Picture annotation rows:
++++++

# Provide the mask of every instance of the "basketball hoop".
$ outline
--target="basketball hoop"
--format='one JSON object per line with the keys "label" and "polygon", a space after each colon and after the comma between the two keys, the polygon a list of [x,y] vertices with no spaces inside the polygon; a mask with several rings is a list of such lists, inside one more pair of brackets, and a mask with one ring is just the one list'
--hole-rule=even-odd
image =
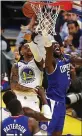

++++++

## What is expected
Write out every line of the rows above verbatim, leaving out the pictures.

## Response to the task
# Provide the mask of every instance of the "basketball hoop".
$ outline
--target="basketball hoop"
--format='one JSON object per line with the keys "label" and "polygon", a space after each colon and after the comma between the two keys, the polygon a list of [x,y] vertices with no spaces inside the polygon; a mask with several rings is a list of such lists, inside one more pair of brackets, and a mask with one ring is just the one list'
--hole-rule=even-odd
image =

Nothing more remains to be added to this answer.